Supplied records →
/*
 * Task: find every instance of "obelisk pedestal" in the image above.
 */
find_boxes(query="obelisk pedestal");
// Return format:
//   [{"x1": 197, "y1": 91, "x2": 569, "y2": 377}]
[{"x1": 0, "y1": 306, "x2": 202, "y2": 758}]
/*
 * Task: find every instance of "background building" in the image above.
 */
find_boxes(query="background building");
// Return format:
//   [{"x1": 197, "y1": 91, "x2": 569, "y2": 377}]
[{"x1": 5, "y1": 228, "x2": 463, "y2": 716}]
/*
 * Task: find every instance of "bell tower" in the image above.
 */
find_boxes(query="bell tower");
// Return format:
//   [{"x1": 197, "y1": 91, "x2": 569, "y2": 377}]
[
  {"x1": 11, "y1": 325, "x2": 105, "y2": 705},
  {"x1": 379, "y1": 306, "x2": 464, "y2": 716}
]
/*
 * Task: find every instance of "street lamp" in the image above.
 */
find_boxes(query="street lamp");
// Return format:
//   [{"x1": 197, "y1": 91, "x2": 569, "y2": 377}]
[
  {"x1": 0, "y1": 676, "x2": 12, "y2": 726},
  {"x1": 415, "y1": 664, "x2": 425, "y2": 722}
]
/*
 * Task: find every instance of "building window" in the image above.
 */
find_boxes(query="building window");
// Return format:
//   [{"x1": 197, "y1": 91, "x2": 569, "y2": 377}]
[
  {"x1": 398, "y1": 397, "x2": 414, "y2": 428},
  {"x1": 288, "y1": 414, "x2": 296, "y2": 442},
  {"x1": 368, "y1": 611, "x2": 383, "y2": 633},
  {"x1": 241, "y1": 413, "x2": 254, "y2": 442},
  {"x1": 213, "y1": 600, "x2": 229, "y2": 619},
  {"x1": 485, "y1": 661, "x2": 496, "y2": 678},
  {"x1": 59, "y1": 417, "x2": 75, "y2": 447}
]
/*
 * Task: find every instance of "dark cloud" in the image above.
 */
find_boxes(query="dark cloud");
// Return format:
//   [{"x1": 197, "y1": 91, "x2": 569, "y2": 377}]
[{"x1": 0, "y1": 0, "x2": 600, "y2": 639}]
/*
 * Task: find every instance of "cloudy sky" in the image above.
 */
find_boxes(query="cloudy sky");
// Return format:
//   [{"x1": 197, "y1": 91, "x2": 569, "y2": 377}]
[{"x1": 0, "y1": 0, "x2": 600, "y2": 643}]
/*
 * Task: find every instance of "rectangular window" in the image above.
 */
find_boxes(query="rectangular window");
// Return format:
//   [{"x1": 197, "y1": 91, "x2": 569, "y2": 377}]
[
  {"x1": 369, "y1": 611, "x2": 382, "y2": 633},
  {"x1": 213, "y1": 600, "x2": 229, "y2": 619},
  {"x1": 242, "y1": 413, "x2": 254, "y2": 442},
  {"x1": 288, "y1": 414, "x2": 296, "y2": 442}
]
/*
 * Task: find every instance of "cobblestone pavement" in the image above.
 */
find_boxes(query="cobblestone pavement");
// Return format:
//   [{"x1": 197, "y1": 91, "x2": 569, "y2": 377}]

Task requirements →
Write out all of the records once more, exactly.

Task response →
/*
 * Task: find every instance of "obelisk pedestal" in the image above.
 */
find_boxes(query="obelisk pedestal");
// Return format:
//   [{"x1": 197, "y1": 91, "x2": 569, "y2": 377}]
[{"x1": 0, "y1": 306, "x2": 202, "y2": 758}]
/*
 * Task: find every instance of "background building" in the image above.
 */
find_boxes(query="background building");
// Return format:
//   [{"x1": 197, "y1": 91, "x2": 569, "y2": 377}]
[{"x1": 5, "y1": 228, "x2": 463, "y2": 716}]
/*
 * Task: find every instance of "bell tower" in the image above.
 */
find_boxes(query="bell tower");
// Return format:
//   [{"x1": 197, "y1": 91, "x2": 569, "y2": 377}]
[
  {"x1": 11, "y1": 325, "x2": 105, "y2": 705},
  {"x1": 379, "y1": 306, "x2": 464, "y2": 716}
]
/*
 * Task: find every instance of "street lamp" in the image above.
 */
find_boxes(query="street lamp");
// Return format:
//   [{"x1": 197, "y1": 91, "x2": 569, "y2": 377}]
[
  {"x1": 0, "y1": 676, "x2": 12, "y2": 726},
  {"x1": 415, "y1": 664, "x2": 425, "y2": 722}
]
/*
 * Task: find every instance of "building window" in the image above.
 */
find_boxes(query="building window");
// Return format:
//   [{"x1": 197, "y1": 91, "x2": 569, "y2": 377}]
[
  {"x1": 398, "y1": 397, "x2": 414, "y2": 428},
  {"x1": 288, "y1": 414, "x2": 296, "y2": 442},
  {"x1": 368, "y1": 611, "x2": 383, "y2": 633},
  {"x1": 241, "y1": 413, "x2": 254, "y2": 442},
  {"x1": 213, "y1": 600, "x2": 229, "y2": 619},
  {"x1": 485, "y1": 661, "x2": 496, "y2": 678},
  {"x1": 59, "y1": 417, "x2": 75, "y2": 447}
]
/*
 * Task: find every instance of "dark cloud" in the image above.
 */
find_boxes(query="dark cloud");
// Return format:
//   [{"x1": 197, "y1": 91, "x2": 569, "y2": 377}]
[{"x1": 0, "y1": 0, "x2": 600, "y2": 639}]
/*
 * Task: find every instance of "cloudy sky" in the image above.
 */
find_boxes(query="cloudy sky");
// Return format:
//   [{"x1": 197, "y1": 91, "x2": 569, "y2": 377}]
[{"x1": 0, "y1": 0, "x2": 600, "y2": 643}]
/*
 * Task: find every instance of "rectangular window" in the image above.
 */
find_boxes(query="rectangular window");
// Return format:
//   [{"x1": 197, "y1": 91, "x2": 569, "y2": 377}]
[
  {"x1": 369, "y1": 611, "x2": 382, "y2": 633},
  {"x1": 213, "y1": 600, "x2": 229, "y2": 619},
  {"x1": 242, "y1": 413, "x2": 254, "y2": 442},
  {"x1": 288, "y1": 414, "x2": 296, "y2": 442}
]
/*
 * Task: find every instance of "cobblestone pavement" in the image above.
 */
find_boxes(query="cobblestone pavement");
// Return format:
//   [{"x1": 197, "y1": 91, "x2": 569, "y2": 377}]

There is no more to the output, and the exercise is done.